**** Dataset records ****

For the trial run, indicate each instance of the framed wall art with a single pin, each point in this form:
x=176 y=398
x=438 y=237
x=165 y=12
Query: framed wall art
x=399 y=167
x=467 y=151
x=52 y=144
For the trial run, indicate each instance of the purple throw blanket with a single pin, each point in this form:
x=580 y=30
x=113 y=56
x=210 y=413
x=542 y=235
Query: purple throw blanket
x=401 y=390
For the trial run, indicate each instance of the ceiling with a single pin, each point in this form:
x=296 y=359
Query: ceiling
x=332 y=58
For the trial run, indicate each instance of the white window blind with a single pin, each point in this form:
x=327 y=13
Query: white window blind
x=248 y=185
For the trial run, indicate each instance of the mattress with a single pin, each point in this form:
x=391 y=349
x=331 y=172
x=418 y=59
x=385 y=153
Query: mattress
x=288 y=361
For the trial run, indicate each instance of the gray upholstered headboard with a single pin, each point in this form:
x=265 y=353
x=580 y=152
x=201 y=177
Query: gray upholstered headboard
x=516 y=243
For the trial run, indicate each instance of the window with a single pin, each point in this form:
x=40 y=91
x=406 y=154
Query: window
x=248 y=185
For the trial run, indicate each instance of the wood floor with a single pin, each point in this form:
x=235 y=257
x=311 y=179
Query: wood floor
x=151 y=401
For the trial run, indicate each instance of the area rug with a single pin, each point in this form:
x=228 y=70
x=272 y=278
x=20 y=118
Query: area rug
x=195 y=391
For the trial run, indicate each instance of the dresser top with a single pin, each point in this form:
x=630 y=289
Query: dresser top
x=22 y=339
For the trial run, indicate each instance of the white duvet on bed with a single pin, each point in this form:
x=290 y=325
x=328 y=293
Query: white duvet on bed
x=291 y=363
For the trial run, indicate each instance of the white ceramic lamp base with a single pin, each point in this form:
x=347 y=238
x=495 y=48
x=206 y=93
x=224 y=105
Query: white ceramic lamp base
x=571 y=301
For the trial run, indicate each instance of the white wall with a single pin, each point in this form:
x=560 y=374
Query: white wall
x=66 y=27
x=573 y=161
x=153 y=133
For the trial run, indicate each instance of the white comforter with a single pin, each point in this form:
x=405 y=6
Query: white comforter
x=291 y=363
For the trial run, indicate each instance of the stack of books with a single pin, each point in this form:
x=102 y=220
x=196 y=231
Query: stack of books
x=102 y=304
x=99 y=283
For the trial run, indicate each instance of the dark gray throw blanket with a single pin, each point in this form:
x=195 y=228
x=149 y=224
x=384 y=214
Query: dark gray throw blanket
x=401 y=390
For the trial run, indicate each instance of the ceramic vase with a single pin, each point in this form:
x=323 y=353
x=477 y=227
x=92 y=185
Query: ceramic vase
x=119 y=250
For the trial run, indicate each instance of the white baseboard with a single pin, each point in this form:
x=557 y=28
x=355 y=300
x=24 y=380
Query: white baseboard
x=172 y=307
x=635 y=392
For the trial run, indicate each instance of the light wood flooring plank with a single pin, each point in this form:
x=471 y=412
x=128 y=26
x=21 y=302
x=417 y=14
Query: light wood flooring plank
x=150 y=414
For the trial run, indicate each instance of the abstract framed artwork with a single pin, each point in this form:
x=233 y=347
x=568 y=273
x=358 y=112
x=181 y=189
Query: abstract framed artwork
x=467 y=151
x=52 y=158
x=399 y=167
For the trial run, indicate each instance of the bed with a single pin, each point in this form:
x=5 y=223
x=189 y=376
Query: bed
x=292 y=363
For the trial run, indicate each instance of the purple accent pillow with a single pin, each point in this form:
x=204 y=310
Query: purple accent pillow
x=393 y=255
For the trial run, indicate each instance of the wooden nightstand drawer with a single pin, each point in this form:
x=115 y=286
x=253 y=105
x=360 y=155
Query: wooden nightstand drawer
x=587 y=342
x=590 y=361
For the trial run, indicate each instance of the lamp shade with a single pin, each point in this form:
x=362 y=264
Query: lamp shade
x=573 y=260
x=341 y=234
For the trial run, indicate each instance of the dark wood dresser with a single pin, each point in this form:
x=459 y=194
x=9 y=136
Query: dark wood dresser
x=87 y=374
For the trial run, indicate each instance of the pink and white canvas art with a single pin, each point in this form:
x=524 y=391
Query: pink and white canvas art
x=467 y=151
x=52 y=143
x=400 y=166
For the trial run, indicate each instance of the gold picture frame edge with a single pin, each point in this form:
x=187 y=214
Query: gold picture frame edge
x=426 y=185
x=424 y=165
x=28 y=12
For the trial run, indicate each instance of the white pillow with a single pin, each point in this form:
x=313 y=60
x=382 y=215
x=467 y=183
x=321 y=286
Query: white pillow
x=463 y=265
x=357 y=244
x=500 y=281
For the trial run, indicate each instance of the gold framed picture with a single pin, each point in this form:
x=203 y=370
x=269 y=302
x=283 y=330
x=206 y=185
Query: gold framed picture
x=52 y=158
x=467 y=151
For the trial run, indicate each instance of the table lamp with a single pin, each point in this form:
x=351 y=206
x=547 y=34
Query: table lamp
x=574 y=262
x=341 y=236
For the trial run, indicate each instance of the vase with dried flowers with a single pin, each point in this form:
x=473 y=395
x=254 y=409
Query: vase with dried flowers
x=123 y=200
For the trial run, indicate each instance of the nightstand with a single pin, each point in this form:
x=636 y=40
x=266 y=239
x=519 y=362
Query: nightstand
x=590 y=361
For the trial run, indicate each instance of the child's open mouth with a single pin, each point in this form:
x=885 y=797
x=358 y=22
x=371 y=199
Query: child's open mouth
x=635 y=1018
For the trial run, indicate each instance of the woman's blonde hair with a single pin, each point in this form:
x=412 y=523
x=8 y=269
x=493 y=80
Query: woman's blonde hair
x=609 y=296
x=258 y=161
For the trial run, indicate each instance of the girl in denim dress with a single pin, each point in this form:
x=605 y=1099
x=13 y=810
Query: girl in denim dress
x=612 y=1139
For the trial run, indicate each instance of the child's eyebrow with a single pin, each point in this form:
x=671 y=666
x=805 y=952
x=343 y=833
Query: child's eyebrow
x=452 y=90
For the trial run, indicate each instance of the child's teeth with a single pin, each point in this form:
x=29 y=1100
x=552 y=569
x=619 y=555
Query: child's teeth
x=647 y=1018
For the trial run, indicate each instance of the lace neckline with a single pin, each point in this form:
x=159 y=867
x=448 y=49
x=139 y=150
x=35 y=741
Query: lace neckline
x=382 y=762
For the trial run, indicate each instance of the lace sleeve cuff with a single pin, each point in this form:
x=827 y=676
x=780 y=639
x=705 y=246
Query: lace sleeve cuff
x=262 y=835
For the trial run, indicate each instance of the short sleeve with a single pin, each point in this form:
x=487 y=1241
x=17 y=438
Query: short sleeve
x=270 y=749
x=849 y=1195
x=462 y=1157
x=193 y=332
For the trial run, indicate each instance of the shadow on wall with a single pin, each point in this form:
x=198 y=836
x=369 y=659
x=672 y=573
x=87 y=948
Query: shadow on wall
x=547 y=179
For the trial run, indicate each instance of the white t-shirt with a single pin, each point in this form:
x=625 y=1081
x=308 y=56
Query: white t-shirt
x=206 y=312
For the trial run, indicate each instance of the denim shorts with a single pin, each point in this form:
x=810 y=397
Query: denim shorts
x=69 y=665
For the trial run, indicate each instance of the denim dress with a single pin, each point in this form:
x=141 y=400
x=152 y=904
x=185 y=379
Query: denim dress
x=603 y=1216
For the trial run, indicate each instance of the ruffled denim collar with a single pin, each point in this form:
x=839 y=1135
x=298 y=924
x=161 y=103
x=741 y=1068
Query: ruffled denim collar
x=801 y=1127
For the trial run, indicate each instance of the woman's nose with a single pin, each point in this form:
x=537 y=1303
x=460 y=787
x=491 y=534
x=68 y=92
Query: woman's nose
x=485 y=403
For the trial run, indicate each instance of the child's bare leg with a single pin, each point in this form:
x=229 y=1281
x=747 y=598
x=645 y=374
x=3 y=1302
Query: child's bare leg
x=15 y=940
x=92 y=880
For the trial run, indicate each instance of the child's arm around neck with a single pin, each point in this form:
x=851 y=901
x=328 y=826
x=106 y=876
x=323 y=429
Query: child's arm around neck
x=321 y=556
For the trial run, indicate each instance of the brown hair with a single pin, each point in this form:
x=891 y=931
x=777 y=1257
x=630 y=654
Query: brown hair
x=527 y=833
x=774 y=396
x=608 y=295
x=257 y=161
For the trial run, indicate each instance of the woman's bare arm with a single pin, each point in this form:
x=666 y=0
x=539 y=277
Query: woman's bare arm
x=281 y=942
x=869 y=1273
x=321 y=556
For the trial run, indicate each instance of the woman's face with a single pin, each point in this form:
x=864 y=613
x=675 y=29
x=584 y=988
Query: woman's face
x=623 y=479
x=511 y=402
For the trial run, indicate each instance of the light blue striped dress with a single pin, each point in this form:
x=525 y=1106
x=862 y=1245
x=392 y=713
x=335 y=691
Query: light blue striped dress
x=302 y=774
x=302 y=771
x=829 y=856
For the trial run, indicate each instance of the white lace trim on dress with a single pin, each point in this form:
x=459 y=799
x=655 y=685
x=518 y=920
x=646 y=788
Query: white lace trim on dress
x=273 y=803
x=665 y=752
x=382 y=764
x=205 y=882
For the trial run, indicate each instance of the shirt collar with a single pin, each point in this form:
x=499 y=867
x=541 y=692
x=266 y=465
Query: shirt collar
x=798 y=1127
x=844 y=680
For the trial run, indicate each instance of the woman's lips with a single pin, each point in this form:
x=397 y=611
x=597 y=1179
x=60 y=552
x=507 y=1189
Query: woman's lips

****

The task :: Reproduce the entries starting at the line that contains "For the trial run, indicate each instance of the white duvet" and ending with the line that contains "x=153 y=133", substituting "porcelain" for "ceramic" and leaving everything else unaltered.

The solution ::
For the trial run, indicate each instance of the white duvet on bed with a single pin, each point in this form:
x=290 y=325
x=328 y=293
Query: white duvet on bed
x=291 y=363
For the trial run, indicate each instance of the white porcelain lamp base with a single pin, each point in this form:
x=347 y=238
x=495 y=48
x=206 y=93
x=224 y=105
Query: white porcelain lamp base
x=571 y=301
For the trial run, indicate each instance of the white wall with a single pin, each point in this form:
x=560 y=374
Query: white wall
x=66 y=27
x=573 y=161
x=153 y=133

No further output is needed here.